Written exercise.
Update the entries below, starting at the beginning of the entries and ending at the line that contains "645], [294, 648]]]", by replacing "vertices" with "corner points" and leaving all else unchanged, and give those lines again.

Dataset entries.
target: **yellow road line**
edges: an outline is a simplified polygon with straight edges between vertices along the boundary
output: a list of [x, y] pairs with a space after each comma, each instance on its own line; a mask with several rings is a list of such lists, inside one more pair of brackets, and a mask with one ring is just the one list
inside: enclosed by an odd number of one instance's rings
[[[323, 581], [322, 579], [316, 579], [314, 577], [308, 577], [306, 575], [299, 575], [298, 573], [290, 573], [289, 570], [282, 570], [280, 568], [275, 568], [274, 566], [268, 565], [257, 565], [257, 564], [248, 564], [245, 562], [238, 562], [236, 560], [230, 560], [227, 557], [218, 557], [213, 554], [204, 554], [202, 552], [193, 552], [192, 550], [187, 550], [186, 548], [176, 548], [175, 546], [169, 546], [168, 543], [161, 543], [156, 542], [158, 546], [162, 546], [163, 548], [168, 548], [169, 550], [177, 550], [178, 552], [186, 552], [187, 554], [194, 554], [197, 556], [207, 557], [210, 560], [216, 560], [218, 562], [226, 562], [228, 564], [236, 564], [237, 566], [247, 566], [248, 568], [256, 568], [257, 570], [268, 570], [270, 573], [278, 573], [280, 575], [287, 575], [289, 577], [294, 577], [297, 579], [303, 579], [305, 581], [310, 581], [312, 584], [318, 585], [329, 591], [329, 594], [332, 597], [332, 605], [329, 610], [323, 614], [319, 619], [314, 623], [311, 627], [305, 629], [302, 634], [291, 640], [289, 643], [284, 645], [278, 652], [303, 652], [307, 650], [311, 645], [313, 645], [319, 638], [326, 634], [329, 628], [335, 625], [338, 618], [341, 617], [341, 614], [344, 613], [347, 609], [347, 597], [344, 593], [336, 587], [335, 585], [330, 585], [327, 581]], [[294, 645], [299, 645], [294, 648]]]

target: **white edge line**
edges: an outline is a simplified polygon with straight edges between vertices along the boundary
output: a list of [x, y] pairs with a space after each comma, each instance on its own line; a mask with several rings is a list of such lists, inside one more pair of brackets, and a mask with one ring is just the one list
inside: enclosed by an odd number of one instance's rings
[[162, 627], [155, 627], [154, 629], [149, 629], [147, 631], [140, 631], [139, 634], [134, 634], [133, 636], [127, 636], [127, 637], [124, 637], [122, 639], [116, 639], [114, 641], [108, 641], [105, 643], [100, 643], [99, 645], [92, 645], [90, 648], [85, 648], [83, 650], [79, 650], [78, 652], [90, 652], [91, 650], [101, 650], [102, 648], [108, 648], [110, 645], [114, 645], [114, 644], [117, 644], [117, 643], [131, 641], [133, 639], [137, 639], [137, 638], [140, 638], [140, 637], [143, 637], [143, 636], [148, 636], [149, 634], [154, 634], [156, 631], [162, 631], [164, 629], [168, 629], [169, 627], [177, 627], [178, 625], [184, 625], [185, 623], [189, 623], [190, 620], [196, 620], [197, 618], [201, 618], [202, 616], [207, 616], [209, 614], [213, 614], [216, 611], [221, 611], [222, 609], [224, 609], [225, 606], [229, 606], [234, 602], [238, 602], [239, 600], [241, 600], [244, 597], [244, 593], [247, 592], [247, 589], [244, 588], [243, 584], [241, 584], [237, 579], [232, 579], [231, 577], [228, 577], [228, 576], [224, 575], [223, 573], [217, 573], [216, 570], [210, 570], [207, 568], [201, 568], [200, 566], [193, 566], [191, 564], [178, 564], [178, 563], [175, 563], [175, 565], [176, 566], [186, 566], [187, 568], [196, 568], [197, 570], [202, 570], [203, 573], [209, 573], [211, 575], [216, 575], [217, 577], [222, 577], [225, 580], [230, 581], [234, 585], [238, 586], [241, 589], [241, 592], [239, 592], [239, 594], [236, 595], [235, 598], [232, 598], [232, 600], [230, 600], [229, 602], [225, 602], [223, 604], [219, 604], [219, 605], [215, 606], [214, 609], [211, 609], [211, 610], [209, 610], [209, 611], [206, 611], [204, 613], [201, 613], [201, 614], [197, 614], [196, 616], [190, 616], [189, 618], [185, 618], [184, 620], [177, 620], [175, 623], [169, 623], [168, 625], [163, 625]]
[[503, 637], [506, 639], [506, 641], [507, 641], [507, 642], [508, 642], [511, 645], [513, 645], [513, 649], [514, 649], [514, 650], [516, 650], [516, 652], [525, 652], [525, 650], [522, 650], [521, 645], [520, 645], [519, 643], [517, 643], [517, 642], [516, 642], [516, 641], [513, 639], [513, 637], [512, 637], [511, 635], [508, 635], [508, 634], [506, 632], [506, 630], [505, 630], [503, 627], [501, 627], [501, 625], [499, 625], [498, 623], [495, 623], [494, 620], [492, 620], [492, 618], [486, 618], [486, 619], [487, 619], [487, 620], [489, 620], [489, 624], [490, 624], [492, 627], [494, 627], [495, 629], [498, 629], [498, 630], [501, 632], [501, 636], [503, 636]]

Task output.
target: **yellow road line**
edges: an outline is a simplified polygon with straight edges between corner points along the boundary
output: a list of [x, y] pairs with a space after each comma, each instance on its own line; a mask with several rings is a list of such lists, inside one more pair of brackets, and a mask with one ring is just the one list
inside: enclosed by an odd number of one instance's rings
[[[323, 581], [322, 579], [316, 579], [314, 577], [308, 577], [306, 575], [299, 575], [298, 573], [290, 573], [289, 570], [282, 570], [280, 568], [275, 568], [274, 566], [268, 565], [257, 565], [257, 564], [248, 564], [245, 562], [238, 562], [236, 560], [230, 560], [227, 557], [218, 557], [213, 554], [204, 554], [202, 552], [193, 552], [192, 550], [187, 550], [186, 548], [176, 548], [175, 546], [169, 546], [168, 543], [161, 543], [156, 542], [158, 546], [162, 546], [163, 548], [168, 548], [169, 550], [177, 550], [178, 552], [186, 552], [187, 554], [194, 554], [197, 556], [207, 557], [210, 560], [216, 560], [218, 562], [226, 562], [228, 564], [236, 564], [237, 566], [247, 566], [248, 568], [256, 568], [257, 570], [268, 570], [270, 573], [278, 573], [280, 575], [287, 575], [289, 577], [294, 577], [297, 579], [303, 579], [305, 581], [310, 581], [312, 584], [318, 585], [329, 591], [329, 594], [332, 597], [332, 605], [329, 610], [323, 614], [319, 619], [314, 623], [311, 627], [305, 629], [302, 634], [291, 640], [289, 643], [284, 645], [278, 652], [303, 652], [307, 650], [311, 645], [313, 645], [319, 638], [326, 634], [329, 628], [335, 625], [338, 618], [341, 617], [341, 614], [344, 613], [347, 609], [347, 597], [344, 593], [336, 587], [335, 585], [330, 585], [327, 581]], [[294, 645], [299, 645], [294, 648]]]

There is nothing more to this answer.